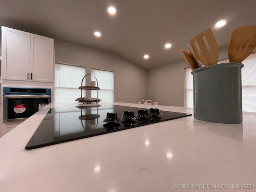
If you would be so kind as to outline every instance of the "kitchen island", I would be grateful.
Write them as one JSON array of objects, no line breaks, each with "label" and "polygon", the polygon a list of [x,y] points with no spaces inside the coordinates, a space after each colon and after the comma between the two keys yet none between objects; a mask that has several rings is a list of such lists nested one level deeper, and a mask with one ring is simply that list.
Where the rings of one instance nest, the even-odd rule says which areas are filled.
[{"label": "kitchen island", "polygon": [[[255,113],[244,113],[239,124],[207,122],[192,115],[24,149],[51,108],[64,110],[76,104],[50,104],[0,138],[0,191],[256,190]],[[157,108],[193,114],[192,108]]]}]

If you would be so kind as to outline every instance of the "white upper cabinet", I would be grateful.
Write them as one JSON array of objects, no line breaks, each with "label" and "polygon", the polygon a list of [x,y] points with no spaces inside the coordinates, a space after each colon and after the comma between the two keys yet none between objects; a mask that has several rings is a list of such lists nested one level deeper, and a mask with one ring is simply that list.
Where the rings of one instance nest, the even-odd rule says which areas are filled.
[{"label": "white upper cabinet", "polygon": [[2,26],[2,79],[53,82],[54,40]]}]

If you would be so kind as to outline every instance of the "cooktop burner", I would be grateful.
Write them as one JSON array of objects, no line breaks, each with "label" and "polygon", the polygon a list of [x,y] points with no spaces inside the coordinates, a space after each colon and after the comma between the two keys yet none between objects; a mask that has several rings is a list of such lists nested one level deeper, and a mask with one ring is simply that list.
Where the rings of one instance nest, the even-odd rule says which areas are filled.
[{"label": "cooktop burner", "polygon": [[52,108],[25,148],[34,149],[190,115],[155,108],[113,105]]}]

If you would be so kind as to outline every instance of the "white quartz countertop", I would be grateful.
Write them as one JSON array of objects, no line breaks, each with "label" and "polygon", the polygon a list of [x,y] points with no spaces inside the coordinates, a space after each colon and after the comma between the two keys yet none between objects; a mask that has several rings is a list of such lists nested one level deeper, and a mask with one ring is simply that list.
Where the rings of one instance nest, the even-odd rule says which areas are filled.
[{"label": "white quartz countertop", "polygon": [[239,124],[192,115],[26,150],[50,107],[0,138],[1,192],[256,191],[255,113],[244,113]]}]

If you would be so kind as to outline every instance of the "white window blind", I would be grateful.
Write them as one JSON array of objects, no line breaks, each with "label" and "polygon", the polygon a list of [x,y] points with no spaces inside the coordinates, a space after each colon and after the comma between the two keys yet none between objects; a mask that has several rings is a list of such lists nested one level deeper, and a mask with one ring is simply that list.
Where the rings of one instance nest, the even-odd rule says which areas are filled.
[{"label": "white window blind", "polygon": [[[55,64],[54,102],[74,102],[81,96],[81,82],[85,76],[85,68],[64,64]],[[85,86],[84,80],[83,86]],[[82,91],[82,96],[85,95]]]},{"label": "white window blind", "polygon": [[189,68],[185,69],[185,106],[186,107],[194,107],[193,75],[191,74],[192,71],[192,70]]},{"label": "white window blind", "polygon": [[256,112],[256,52],[242,62],[242,93],[243,111]]},{"label": "white window blind", "polygon": [[[228,59],[218,63],[229,62]],[[256,112],[256,52],[253,53],[242,62],[242,103],[243,111]],[[185,69],[185,106],[193,107],[193,75],[190,68]]]},{"label": "white window blind", "polygon": [[[98,69],[92,69],[92,74],[98,80],[99,90],[99,98],[104,101],[114,101],[114,74],[112,71]],[[92,80],[96,81],[93,76]],[[95,85],[97,86],[96,84]],[[97,91],[92,91],[92,97],[97,98]]]}]

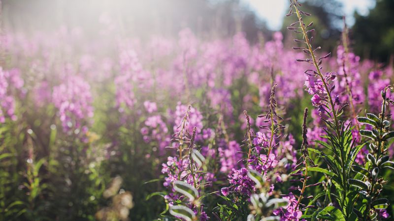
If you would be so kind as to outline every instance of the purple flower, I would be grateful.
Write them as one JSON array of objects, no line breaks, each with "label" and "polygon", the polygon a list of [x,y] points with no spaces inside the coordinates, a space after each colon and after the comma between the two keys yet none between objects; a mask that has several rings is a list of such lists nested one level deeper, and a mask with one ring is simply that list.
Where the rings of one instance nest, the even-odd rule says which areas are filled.
[{"label": "purple flower", "polygon": [[229,188],[227,187],[224,187],[220,189],[221,192],[222,192],[222,194],[223,194],[225,196],[227,196],[230,193],[230,191],[229,191]]}]

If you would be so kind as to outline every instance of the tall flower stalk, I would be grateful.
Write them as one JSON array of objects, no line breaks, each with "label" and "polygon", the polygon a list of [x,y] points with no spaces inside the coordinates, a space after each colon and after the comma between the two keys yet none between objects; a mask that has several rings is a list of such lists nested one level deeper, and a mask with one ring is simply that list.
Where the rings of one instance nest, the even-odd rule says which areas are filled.
[{"label": "tall flower stalk", "polygon": [[[328,117],[327,120],[324,118],[322,119],[327,125],[327,129],[324,129],[326,133],[325,138],[328,139],[329,143],[321,140],[316,140],[316,142],[327,148],[333,154],[332,156],[329,155],[322,150],[318,150],[317,152],[324,160],[328,169],[318,168],[319,168],[319,170],[320,172],[330,177],[329,180],[334,184],[332,186],[335,192],[329,193],[329,197],[332,201],[337,202],[339,204],[341,213],[340,216],[346,221],[350,220],[356,194],[355,191],[350,188],[347,181],[351,178],[351,166],[352,162],[361,147],[355,147],[355,142],[352,136],[353,128],[351,123],[345,125],[344,122],[339,120],[339,116],[343,114],[344,108],[348,105],[341,107],[339,102],[336,100],[337,98],[334,98],[331,94],[335,87],[331,86],[330,83],[336,78],[336,75],[332,73],[328,73],[324,76],[321,71],[323,69],[323,59],[329,56],[330,54],[317,58],[315,52],[320,49],[320,47],[314,49],[311,44],[311,40],[313,37],[310,37],[308,35],[308,33],[315,31],[314,29],[308,29],[313,25],[313,22],[307,26],[303,23],[301,15],[310,16],[310,14],[301,11],[300,9],[301,6],[301,4],[296,0],[290,1],[290,7],[292,9],[287,15],[295,14],[297,16],[297,21],[292,24],[288,28],[302,35],[303,40],[295,39],[295,41],[305,44],[306,47],[295,47],[294,49],[301,50],[310,58],[297,60],[307,62],[314,67],[315,70],[307,70],[305,72],[307,83],[306,84],[308,91],[313,95],[312,103],[318,107],[321,114],[324,114]],[[295,26],[297,24],[298,24],[299,27]],[[331,197],[331,194],[335,195],[335,197]],[[333,207],[328,208],[328,209],[326,208],[325,209],[330,211],[336,210],[336,208]]]}]

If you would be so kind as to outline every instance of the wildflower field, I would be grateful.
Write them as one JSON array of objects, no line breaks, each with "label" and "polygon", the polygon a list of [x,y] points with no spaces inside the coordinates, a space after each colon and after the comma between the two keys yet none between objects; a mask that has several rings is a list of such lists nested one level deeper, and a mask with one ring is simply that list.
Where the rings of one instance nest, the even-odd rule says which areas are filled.
[{"label": "wildflower field", "polygon": [[0,221],[393,220],[393,64],[287,2],[255,43],[2,31]]}]

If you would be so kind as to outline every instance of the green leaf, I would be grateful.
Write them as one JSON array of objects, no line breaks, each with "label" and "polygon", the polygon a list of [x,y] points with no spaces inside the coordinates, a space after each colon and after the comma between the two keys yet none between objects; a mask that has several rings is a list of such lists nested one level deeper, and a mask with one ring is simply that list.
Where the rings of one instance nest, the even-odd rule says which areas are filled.
[{"label": "green leaf", "polygon": [[393,138],[394,138],[394,131],[391,131],[384,134],[382,137],[382,139],[384,141],[391,139]]},{"label": "green leaf", "polygon": [[[327,142],[326,142],[325,141],[322,141],[322,140],[313,140],[313,142],[315,142],[318,143],[319,143],[320,144],[321,144],[322,145],[323,145],[325,147],[327,147],[327,148],[328,148],[328,149],[331,149],[331,146],[330,146],[329,144],[328,144],[328,143],[327,143]],[[312,149],[312,148],[310,148],[310,149]]]},{"label": "green leaf", "polygon": [[149,195],[147,195],[145,197],[145,200],[148,200],[152,197],[155,195],[158,195],[164,198],[164,196],[165,195],[166,193],[165,192],[155,192],[149,194]]},{"label": "green leaf", "polygon": [[268,217],[262,219],[260,221],[279,221],[280,220],[280,217]]},{"label": "green leaf", "polygon": [[375,158],[375,157],[372,156],[372,154],[369,153],[367,154],[366,159],[368,161],[369,161],[369,162],[371,163],[371,164],[372,164],[372,165],[376,165],[376,159]]},{"label": "green leaf", "polygon": [[182,218],[186,221],[192,221],[196,219],[194,212],[185,206],[172,206],[169,208],[169,213],[175,217]]},{"label": "green leaf", "polygon": [[380,119],[373,113],[367,113],[366,117],[376,122],[378,124],[380,123]]},{"label": "green leaf", "polygon": [[377,161],[376,161],[376,164],[379,166],[380,166],[381,164],[384,164],[385,163],[389,161],[389,156],[384,156],[379,159],[378,159]]},{"label": "green leaf", "polygon": [[362,136],[366,137],[372,139],[376,138],[376,137],[374,135],[373,133],[371,131],[368,130],[360,130],[360,132]]},{"label": "green leaf", "polygon": [[198,191],[190,184],[177,180],[174,182],[175,191],[188,197],[190,201],[194,201],[198,197]]},{"label": "green leaf", "polygon": [[289,204],[289,201],[284,199],[280,198],[273,198],[270,199],[267,202],[265,206],[267,207],[269,207],[272,205],[274,205],[274,209],[277,209],[279,207],[283,207],[286,206]]},{"label": "green leaf", "polygon": [[352,166],[352,170],[355,172],[363,175],[367,178],[369,178],[371,176],[371,173],[367,170],[357,165],[353,165]]},{"label": "green leaf", "polygon": [[319,213],[319,215],[328,215],[329,217],[332,219],[331,220],[335,221],[346,221],[345,216],[343,215],[343,214],[342,214],[342,211],[337,208],[332,206],[325,208],[322,211]]},{"label": "green leaf", "polygon": [[372,125],[376,127],[378,127],[377,123],[376,123],[375,121],[372,120],[367,117],[358,117],[357,120],[358,120],[359,122],[360,123],[368,124],[369,124],[370,125]]},{"label": "green leaf", "polygon": [[369,190],[369,186],[371,186],[370,184],[368,185],[367,183],[363,182],[361,180],[355,180],[354,179],[349,179],[348,180],[348,182],[351,185],[353,185],[355,187],[358,187],[361,189],[361,190]]},{"label": "green leaf", "polygon": [[155,182],[161,181],[162,180],[161,179],[152,179],[152,180],[148,180],[148,181],[144,182],[143,183],[143,184],[147,184],[148,183],[154,183]]},{"label": "green leaf", "polygon": [[389,200],[386,198],[381,198],[373,200],[371,205],[375,209],[386,209],[389,206]]},{"label": "green leaf", "polygon": [[202,166],[202,164],[205,161],[205,158],[197,150],[193,149],[192,150],[192,158],[193,158],[193,160],[197,164],[197,166],[198,167],[200,167]]},{"label": "green leaf", "polygon": [[308,167],[308,170],[320,172],[321,173],[325,173],[330,176],[336,176],[335,174],[332,172],[330,172],[326,169],[323,169],[323,168],[320,167]]},{"label": "green leaf", "polygon": [[357,216],[357,217],[359,218],[362,218],[363,216],[362,216],[362,214],[361,213],[361,212],[359,211],[357,209],[355,208],[353,208],[353,213]]}]

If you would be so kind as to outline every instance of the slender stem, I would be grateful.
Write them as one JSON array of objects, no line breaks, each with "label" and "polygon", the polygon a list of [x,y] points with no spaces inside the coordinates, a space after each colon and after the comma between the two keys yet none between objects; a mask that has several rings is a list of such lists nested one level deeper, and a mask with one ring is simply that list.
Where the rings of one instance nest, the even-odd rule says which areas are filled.
[{"label": "slender stem", "polygon": [[246,133],[247,134],[248,136],[248,147],[249,147],[249,152],[248,153],[248,162],[246,162],[246,164],[249,165],[249,160],[250,159],[250,155],[252,153],[252,134],[250,132],[250,120],[249,119],[249,116],[248,115],[248,112],[246,110],[243,111],[243,113],[245,114],[245,118],[246,119],[246,126],[247,127]]},{"label": "slender stem", "polygon": [[331,93],[330,92],[329,89],[328,89],[328,86],[327,85],[327,83],[326,82],[325,80],[324,79],[324,76],[322,74],[322,72],[320,71],[320,68],[319,67],[319,65],[317,63],[317,61],[316,61],[316,57],[315,56],[315,54],[313,52],[313,50],[312,48],[312,45],[311,45],[310,42],[309,41],[309,39],[308,38],[308,35],[306,33],[306,31],[305,30],[305,26],[304,26],[304,23],[302,22],[302,18],[301,17],[301,15],[299,14],[299,11],[298,10],[298,7],[296,6],[296,0],[293,0],[293,2],[294,2],[294,8],[296,9],[296,13],[297,14],[297,17],[298,17],[298,21],[299,21],[299,25],[301,29],[302,30],[302,33],[303,34],[304,37],[305,37],[305,39],[306,41],[306,45],[308,46],[308,49],[309,51],[309,52],[311,54],[311,56],[312,57],[312,59],[313,61],[313,64],[315,66],[315,67],[316,68],[316,71],[319,75],[319,77],[322,80],[322,82],[323,83],[323,85],[324,86],[325,89],[327,93],[327,95],[328,97],[328,100],[329,101],[330,105],[331,105],[331,110],[332,111],[332,115],[334,117],[334,120],[335,121],[335,126],[336,126],[336,130],[337,133],[338,133],[338,135],[339,134],[339,132],[338,130],[339,128],[339,123],[338,120],[338,118],[336,116],[336,114],[335,112],[335,105],[334,104],[334,102],[332,101],[332,98],[331,97]]},{"label": "slender stem", "polygon": [[[274,122],[274,114],[272,111],[271,111],[270,115],[271,116],[271,138],[269,138],[269,146],[268,149],[266,162],[268,162],[268,159],[269,159],[269,154],[271,154],[271,151],[272,149],[272,140],[275,135],[275,122]],[[266,163],[266,162],[265,163]]]}]

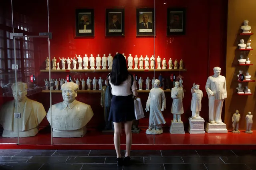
........
How many lines in the material above contain the string "island"? Reply with the number alone.

- [Task output] 2